▶ **Exercise goal**
In the listing below, rewrite the lines starting with the line that contains "Go ahead, prove it: find the green grass" and going on through the line that contains "[[215, 138, 448, 391]]", both included. Increase every bounding-box coordinate in the answers by 148, leave all other text unchanged, and return only those lines.
::: Dataset content
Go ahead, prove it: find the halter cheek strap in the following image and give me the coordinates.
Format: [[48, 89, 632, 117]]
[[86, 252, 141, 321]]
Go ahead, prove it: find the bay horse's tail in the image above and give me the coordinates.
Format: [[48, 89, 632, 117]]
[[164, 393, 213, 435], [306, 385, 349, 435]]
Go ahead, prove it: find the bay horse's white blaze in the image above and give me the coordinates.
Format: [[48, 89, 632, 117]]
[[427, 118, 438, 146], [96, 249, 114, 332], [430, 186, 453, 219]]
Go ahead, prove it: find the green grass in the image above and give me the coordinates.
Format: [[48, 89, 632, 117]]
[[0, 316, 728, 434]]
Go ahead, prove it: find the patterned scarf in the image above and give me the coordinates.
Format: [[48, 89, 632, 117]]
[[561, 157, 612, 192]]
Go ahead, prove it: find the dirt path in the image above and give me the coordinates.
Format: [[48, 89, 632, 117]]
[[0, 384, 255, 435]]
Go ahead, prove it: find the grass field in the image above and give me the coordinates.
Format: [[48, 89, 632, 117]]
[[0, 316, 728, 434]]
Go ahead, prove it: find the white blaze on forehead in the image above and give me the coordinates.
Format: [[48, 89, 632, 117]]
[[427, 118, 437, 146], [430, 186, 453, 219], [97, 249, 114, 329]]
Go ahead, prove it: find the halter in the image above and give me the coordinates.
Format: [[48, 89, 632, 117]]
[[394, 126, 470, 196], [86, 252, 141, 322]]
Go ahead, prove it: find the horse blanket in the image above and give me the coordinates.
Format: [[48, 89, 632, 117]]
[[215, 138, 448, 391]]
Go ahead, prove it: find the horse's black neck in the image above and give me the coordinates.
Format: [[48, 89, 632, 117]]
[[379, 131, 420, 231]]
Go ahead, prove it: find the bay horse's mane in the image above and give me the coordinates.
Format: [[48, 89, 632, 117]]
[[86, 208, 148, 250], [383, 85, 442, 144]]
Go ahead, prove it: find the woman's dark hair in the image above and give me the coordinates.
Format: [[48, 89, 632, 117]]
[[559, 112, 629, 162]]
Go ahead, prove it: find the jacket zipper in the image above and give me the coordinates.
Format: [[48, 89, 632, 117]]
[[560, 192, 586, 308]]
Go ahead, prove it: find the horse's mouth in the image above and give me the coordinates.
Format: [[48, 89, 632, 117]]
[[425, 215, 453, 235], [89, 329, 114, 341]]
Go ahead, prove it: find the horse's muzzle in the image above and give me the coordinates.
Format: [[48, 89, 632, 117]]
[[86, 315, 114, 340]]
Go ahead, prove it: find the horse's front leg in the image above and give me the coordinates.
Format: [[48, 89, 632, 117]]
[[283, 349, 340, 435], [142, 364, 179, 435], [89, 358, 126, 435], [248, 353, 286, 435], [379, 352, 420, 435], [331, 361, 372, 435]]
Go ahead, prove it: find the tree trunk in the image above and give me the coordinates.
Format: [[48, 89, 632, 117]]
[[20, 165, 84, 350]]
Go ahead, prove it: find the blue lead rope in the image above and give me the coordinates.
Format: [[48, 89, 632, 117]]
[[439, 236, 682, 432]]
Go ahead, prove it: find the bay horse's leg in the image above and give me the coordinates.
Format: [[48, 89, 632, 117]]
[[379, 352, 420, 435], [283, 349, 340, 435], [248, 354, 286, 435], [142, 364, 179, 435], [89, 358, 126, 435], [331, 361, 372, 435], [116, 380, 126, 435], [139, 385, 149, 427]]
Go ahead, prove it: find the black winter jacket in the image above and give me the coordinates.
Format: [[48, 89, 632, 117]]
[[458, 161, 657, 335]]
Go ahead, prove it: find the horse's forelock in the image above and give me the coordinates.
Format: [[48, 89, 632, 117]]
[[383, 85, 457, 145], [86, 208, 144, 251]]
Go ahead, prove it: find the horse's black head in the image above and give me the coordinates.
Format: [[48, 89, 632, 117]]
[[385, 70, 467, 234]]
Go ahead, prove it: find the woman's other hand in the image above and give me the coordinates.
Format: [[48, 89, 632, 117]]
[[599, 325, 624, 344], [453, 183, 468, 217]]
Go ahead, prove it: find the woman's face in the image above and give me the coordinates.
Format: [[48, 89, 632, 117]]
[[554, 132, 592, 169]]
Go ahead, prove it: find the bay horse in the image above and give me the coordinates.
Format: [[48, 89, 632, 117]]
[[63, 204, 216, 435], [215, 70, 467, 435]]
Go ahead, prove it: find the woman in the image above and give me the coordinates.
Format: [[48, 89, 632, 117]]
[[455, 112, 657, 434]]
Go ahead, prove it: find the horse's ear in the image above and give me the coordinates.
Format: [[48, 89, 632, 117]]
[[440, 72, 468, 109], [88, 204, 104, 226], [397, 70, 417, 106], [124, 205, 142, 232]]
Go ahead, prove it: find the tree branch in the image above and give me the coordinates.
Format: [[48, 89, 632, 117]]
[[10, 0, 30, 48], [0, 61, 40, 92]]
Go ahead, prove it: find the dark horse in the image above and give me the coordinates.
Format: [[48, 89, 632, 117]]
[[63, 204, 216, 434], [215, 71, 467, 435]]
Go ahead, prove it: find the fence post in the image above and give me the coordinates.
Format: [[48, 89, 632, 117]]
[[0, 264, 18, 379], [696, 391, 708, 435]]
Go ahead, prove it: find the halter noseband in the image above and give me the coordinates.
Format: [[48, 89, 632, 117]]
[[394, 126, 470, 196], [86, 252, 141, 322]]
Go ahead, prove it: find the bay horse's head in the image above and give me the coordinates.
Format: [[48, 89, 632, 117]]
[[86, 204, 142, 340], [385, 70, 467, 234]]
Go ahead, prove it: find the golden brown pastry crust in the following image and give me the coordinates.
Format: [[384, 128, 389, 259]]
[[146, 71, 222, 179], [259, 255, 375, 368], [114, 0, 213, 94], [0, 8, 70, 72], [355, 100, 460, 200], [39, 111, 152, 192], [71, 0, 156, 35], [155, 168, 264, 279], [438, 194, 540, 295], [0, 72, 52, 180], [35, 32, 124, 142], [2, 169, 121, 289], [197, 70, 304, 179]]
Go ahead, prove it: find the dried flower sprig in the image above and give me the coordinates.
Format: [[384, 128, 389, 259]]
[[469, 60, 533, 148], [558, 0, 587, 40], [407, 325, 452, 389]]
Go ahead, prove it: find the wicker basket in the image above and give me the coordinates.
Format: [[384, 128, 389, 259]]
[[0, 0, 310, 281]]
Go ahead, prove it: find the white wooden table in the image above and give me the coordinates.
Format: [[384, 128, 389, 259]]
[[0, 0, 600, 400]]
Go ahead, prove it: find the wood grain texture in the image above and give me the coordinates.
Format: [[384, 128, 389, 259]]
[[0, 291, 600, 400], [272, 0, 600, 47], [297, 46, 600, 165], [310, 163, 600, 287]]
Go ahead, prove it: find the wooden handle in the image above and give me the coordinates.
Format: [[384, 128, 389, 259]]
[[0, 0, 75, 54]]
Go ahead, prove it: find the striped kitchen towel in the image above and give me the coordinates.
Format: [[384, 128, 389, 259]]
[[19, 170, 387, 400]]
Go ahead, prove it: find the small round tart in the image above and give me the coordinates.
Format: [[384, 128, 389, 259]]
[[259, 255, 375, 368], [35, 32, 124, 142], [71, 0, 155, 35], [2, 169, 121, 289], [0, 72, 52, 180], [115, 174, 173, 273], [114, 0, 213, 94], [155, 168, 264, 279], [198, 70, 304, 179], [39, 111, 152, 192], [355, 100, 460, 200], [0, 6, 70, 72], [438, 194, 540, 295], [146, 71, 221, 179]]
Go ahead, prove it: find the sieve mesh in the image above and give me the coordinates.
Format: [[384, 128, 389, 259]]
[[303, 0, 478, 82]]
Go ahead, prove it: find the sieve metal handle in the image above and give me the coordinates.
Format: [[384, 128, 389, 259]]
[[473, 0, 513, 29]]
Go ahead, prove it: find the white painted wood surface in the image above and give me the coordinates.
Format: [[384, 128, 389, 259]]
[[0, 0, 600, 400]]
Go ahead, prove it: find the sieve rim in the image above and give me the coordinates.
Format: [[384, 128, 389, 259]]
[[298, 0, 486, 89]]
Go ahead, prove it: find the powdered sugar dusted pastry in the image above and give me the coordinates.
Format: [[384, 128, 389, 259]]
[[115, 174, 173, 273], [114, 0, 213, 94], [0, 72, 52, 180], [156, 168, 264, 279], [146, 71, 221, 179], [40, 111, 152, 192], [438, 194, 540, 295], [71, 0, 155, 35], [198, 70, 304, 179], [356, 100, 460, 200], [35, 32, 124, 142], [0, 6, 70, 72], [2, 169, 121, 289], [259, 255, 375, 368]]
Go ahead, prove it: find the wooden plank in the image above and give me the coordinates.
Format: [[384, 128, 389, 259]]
::::::
::: Dataset content
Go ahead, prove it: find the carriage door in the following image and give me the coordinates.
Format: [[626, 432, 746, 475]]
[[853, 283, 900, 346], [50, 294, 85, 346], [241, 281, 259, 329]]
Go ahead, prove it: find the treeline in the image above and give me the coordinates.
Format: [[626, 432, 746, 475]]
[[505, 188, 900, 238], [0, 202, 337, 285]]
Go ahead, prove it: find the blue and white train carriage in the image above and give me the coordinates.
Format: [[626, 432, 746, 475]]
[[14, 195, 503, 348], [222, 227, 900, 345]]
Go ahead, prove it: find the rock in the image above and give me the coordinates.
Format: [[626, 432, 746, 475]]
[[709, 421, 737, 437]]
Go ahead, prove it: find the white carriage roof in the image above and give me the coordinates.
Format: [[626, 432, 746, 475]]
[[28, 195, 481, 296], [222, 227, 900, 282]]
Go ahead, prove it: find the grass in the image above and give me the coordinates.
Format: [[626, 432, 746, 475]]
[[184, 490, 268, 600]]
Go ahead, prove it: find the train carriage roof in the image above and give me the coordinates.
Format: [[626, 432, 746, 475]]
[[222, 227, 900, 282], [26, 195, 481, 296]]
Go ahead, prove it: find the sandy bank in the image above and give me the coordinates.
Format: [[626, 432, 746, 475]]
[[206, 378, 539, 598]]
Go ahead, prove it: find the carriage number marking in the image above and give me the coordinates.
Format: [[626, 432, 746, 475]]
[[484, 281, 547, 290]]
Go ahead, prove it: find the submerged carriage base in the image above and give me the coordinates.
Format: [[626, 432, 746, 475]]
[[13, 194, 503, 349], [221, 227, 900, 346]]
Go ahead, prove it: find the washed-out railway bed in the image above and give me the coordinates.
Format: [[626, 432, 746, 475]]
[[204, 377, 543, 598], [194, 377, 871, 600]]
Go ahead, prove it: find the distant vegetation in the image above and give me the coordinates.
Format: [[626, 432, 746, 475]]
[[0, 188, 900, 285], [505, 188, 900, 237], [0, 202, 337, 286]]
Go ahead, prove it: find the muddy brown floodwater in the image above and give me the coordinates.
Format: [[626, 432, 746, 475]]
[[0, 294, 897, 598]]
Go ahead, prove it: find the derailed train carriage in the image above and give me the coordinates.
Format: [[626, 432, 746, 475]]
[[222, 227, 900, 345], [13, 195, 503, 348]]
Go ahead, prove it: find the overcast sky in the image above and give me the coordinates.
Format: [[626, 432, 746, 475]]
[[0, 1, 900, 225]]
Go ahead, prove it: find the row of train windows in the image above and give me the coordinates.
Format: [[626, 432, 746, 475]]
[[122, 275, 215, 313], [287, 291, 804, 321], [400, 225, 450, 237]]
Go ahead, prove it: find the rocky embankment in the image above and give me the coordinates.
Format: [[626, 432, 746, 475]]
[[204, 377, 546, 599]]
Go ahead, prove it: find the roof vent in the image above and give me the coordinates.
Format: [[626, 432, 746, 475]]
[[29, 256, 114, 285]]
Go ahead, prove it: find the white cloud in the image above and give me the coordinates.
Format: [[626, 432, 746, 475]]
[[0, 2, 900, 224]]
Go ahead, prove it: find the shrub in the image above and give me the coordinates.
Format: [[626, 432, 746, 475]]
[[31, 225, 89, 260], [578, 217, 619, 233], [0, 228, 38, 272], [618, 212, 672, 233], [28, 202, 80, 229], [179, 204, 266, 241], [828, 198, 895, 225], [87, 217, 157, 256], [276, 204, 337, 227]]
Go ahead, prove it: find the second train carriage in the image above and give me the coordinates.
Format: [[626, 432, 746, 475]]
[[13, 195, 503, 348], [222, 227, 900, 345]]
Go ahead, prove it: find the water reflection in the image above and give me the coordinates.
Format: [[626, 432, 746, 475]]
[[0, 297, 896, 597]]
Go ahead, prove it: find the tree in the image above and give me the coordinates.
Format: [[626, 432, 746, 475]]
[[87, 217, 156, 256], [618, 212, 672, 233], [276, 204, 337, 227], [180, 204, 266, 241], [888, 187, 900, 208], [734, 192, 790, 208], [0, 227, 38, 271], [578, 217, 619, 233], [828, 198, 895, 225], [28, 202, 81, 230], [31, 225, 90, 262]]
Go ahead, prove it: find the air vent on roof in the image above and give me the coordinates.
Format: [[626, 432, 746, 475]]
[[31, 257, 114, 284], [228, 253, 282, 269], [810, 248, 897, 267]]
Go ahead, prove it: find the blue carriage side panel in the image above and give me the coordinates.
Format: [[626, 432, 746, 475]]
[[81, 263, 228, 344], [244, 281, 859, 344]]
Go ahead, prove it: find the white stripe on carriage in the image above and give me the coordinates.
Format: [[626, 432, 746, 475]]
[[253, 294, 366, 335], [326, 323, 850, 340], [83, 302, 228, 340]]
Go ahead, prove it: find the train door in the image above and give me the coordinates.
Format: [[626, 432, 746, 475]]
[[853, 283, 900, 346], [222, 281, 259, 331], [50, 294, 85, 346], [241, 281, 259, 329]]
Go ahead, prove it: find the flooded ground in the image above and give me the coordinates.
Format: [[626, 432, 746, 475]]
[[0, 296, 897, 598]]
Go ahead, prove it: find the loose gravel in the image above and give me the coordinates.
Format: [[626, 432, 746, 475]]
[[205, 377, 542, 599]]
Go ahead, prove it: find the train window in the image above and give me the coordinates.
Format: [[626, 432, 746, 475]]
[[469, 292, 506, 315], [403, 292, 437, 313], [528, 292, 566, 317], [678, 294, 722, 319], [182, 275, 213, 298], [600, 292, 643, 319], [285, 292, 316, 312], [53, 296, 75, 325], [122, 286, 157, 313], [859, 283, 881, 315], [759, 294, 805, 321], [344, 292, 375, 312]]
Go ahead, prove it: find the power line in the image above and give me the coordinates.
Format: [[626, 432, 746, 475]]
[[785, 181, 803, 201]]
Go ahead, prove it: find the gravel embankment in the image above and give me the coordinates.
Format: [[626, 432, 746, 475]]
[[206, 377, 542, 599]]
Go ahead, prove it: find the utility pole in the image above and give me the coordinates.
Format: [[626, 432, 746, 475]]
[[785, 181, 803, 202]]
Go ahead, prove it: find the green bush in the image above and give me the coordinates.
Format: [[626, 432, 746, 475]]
::::::
▶ **Reply to the exercise**
Go ahead, prove it: find the green grass in the image above and give me the coordinates.
Format: [[48, 89, 632, 117]]
[[148, 464, 876, 582]]
Go ahead, prove it: find the patterned scarf in the image above and give me the coordinates.
Format: [[48, 89, 632, 117]]
[[709, 305, 760, 340]]
Go ahead, prove it: find the dirt path in the image above and give me the coordinates.
Format: [[48, 89, 632, 117]]
[[148, 532, 403, 583]]
Go ahead, prove it: find the grass field in the image above and give me the coordinates.
Format: [[48, 89, 632, 117]]
[[148, 464, 876, 582]]
Go ahead, prove it: find the white blaze on forehead in the image above and give me the coordinates.
Format: [[48, 89, 632, 117]]
[[575, 266, 585, 294], [578, 334, 601, 367], [245, 397, 262, 477]]
Go ahead, prove it: find the halter in the image above and give me the coordinates.
Format: [[48, 89, 632, 117]]
[[542, 274, 618, 344], [234, 400, 289, 470]]
Go ahead, prove it: find the horse blanket in the image above and give me the coordinates.
Format: [[48, 89, 632, 117]]
[[363, 286, 596, 539]]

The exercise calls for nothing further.